Exercise brief
Below, take everything from the line containing "in red shirt" down to the line containing "<point>94,227</point>", both included, and rewrite it as a numbered list with any blank lines dropped.

Provided entries
____

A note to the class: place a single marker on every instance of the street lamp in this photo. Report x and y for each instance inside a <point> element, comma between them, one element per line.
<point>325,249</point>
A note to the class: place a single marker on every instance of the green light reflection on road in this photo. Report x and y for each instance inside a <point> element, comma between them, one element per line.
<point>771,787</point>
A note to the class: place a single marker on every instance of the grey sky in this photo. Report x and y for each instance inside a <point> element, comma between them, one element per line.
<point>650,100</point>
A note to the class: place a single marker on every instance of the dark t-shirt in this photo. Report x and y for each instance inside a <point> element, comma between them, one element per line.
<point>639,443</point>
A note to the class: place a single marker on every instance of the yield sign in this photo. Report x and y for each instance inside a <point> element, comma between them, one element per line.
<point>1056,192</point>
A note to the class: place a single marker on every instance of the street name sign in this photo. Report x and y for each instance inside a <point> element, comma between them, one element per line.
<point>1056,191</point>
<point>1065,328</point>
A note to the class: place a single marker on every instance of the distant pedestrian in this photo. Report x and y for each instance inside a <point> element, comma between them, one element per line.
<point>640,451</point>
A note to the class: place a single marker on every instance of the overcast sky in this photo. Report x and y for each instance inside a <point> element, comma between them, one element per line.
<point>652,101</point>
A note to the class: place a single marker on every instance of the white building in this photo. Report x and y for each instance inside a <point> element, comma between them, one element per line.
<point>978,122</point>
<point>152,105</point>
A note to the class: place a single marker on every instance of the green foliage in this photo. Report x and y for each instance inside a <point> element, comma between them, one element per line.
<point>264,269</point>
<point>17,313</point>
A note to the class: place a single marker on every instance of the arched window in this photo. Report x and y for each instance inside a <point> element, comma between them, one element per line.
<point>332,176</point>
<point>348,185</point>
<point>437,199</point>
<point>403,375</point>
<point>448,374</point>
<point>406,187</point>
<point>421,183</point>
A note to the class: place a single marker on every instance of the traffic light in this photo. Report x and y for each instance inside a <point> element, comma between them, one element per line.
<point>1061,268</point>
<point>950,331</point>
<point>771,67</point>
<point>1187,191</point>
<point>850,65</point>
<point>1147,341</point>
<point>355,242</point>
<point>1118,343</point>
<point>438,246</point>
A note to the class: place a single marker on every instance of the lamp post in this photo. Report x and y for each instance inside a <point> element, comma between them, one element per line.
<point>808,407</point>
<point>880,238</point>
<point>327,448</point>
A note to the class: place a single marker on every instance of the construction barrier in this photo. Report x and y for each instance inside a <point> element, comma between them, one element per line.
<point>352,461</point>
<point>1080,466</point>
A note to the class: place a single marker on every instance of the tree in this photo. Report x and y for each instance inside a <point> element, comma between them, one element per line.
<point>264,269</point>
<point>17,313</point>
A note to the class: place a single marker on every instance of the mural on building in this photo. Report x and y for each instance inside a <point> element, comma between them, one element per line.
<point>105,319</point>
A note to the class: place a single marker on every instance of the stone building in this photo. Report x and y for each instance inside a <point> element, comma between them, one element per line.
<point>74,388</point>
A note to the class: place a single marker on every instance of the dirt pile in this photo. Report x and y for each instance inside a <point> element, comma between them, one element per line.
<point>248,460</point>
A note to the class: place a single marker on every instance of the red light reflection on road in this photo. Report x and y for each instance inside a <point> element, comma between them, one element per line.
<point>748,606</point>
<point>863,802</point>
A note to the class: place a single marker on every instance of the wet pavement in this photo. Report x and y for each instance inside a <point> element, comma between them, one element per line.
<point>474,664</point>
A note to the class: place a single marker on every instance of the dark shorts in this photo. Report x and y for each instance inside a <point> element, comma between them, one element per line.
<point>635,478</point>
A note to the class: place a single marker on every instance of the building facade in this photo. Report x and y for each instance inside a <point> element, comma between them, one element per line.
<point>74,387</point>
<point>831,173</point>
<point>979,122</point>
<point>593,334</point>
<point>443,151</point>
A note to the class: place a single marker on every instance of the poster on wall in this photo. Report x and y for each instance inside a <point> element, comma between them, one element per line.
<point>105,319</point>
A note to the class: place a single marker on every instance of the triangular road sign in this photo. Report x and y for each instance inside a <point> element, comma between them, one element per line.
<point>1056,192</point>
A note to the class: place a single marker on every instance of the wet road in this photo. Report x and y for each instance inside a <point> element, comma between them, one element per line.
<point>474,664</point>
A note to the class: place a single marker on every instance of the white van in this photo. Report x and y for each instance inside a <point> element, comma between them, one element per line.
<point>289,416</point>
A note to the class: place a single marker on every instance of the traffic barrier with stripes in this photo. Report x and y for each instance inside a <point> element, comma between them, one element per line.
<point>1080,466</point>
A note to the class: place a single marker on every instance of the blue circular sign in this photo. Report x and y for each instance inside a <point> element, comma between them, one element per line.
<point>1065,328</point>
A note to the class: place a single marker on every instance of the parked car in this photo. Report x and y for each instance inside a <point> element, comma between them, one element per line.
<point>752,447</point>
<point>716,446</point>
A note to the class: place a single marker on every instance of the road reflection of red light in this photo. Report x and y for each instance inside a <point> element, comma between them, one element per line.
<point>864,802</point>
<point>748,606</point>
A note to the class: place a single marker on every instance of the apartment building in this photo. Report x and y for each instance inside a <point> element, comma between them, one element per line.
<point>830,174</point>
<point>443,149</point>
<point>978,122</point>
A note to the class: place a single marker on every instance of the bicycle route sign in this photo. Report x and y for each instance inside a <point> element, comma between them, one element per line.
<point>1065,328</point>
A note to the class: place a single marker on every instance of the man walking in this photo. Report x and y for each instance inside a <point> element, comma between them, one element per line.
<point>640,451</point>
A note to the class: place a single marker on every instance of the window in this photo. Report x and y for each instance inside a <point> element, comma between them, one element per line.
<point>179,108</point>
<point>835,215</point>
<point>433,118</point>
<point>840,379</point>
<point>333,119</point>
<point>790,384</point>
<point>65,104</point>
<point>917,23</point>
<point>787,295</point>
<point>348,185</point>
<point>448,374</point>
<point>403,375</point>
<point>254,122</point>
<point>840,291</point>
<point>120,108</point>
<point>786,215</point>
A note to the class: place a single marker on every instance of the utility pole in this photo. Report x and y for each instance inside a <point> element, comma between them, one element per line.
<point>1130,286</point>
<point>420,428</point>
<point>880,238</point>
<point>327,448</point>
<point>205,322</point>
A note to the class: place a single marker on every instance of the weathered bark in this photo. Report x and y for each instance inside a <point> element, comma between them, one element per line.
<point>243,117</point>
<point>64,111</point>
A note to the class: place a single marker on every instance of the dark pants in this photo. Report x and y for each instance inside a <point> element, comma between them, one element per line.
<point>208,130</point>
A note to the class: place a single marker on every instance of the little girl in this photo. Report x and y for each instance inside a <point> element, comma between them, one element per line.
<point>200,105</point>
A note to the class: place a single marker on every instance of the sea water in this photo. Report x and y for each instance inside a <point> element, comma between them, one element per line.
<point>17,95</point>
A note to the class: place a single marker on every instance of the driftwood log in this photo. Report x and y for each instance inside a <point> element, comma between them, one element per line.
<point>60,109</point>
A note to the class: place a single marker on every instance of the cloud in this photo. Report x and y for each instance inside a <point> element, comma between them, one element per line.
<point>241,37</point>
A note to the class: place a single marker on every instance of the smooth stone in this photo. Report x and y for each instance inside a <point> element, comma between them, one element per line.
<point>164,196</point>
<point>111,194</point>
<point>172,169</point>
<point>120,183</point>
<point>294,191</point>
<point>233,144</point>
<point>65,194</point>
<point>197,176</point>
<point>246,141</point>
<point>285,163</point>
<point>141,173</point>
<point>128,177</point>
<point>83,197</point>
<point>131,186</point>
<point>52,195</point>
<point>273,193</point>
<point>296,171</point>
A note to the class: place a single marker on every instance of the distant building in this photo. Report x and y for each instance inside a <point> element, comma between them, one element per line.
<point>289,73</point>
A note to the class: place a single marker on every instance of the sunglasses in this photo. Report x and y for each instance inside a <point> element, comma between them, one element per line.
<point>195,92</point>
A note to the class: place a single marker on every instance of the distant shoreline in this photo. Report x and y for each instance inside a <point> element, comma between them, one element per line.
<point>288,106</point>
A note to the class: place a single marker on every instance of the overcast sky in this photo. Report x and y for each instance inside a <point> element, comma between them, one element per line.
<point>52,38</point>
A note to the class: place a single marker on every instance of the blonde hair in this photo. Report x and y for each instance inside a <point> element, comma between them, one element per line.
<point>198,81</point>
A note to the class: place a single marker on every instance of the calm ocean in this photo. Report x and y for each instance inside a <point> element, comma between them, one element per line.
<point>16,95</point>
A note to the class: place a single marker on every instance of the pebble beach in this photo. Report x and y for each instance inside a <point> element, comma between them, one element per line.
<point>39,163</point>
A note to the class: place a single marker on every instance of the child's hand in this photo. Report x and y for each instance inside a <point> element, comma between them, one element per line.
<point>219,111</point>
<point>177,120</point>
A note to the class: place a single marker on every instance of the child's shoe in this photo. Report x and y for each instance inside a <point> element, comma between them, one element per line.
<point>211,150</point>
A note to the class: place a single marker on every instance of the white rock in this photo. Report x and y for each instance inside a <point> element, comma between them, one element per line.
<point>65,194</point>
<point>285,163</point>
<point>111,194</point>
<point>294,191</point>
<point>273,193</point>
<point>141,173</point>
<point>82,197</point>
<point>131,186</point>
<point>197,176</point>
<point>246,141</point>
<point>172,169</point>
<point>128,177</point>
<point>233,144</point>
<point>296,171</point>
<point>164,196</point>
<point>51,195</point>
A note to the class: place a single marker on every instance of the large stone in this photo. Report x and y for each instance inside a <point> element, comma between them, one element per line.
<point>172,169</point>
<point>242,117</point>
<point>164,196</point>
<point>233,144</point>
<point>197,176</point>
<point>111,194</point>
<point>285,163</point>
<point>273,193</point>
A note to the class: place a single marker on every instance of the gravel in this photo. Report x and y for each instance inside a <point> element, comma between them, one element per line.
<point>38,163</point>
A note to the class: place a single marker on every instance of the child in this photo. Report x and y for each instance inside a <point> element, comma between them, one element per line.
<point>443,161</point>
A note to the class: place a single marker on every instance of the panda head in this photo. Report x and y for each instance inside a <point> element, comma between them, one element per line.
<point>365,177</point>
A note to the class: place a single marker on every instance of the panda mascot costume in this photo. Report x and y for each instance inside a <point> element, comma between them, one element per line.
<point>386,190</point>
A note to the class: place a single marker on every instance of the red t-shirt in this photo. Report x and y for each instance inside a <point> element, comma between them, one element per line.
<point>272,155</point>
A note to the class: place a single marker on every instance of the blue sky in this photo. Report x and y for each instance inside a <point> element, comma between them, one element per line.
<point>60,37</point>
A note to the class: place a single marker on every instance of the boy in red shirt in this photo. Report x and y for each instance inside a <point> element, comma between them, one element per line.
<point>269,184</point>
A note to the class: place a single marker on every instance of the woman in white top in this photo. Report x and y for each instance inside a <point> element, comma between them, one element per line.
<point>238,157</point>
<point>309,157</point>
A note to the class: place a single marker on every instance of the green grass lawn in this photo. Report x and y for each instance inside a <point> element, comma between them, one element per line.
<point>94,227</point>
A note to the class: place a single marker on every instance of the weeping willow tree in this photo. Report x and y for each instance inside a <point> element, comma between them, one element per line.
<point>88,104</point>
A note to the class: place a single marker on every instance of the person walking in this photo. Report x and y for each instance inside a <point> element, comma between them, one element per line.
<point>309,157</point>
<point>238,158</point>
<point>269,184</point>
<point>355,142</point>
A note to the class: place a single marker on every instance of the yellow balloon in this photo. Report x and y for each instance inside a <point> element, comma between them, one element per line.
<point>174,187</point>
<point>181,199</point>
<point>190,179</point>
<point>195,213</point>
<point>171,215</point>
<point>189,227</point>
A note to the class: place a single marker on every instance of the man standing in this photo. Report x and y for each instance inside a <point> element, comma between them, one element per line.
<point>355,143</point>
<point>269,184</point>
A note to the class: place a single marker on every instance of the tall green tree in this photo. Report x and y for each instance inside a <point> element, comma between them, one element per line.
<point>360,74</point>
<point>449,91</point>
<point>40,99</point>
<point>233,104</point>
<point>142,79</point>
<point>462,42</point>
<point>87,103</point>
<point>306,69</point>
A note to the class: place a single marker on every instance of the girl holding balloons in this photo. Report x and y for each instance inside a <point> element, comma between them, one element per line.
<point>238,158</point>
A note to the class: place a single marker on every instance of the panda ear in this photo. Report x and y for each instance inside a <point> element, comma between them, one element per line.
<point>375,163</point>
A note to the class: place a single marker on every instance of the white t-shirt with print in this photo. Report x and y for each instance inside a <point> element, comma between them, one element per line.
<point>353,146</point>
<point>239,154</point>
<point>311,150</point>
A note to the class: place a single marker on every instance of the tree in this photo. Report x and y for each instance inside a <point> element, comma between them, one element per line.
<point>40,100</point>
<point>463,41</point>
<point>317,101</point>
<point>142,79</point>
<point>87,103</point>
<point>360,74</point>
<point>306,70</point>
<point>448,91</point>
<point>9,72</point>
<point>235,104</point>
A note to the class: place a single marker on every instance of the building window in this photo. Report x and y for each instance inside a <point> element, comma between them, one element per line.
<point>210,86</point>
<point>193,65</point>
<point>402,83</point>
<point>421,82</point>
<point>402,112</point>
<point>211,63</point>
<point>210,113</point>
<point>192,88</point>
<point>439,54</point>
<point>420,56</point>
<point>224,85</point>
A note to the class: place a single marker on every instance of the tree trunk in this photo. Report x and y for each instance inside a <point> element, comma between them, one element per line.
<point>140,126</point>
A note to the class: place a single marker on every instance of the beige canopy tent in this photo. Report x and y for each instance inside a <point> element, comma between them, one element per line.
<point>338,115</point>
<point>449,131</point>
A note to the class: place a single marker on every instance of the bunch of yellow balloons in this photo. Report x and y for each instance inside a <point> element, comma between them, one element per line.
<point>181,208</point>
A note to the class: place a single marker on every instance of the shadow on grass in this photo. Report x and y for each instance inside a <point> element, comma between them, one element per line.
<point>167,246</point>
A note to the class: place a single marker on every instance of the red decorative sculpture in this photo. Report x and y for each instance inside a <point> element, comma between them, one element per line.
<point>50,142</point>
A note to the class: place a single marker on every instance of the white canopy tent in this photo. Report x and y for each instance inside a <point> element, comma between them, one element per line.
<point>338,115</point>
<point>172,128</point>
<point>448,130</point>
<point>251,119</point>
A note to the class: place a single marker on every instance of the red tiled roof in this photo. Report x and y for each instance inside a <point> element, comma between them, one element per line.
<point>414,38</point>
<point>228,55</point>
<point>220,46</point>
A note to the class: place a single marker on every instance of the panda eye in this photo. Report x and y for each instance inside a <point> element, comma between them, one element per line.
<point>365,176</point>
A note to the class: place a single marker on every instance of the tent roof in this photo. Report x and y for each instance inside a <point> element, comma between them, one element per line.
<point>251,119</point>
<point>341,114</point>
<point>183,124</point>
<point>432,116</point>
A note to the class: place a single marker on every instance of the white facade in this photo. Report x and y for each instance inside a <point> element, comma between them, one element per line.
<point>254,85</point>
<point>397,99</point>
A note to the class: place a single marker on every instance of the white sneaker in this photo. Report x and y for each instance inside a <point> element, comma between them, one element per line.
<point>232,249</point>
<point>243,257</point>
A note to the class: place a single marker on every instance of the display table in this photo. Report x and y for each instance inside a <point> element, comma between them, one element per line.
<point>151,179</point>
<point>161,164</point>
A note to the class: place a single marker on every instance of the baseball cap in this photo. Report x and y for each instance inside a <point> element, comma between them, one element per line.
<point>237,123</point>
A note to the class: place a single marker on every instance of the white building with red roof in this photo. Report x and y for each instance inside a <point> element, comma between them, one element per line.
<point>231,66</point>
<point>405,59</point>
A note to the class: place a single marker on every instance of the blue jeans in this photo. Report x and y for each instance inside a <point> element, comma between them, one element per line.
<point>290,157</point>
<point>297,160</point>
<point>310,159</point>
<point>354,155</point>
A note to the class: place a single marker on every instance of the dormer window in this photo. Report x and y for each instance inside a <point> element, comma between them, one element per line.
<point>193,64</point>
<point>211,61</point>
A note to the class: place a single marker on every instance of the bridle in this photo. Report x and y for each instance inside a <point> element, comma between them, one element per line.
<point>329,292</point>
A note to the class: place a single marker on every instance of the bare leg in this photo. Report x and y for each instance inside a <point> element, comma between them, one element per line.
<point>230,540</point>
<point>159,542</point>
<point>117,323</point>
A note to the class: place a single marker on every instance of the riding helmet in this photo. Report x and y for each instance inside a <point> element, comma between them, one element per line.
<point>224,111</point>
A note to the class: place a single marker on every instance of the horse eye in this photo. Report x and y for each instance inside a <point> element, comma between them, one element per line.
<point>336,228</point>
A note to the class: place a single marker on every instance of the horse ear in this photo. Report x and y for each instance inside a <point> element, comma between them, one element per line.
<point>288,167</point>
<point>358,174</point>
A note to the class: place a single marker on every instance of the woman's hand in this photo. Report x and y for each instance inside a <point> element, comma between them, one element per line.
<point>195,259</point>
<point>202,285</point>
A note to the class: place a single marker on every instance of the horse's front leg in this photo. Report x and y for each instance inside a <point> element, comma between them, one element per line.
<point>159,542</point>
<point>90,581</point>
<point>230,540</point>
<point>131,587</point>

____

Answer for the task
1. A note to the class: place a single marker on every instance of the boy in red shirt in this photo. Report x and y for each instance inside a <point> element, comma between them, one element per line.
2. <point>269,184</point>
3. A note to the class: place a single marker on every instance of the woman in white top in this photo. Report x and y for each instance inside a <point> element, comma between them, one element per line.
4. <point>238,157</point>
5. <point>309,157</point>
6. A note to the class: place a single marker on every instance of the green grass lawn in this photo. Report x and y for each instance inside a <point> element, comma between them, one element per line.
7. <point>94,227</point>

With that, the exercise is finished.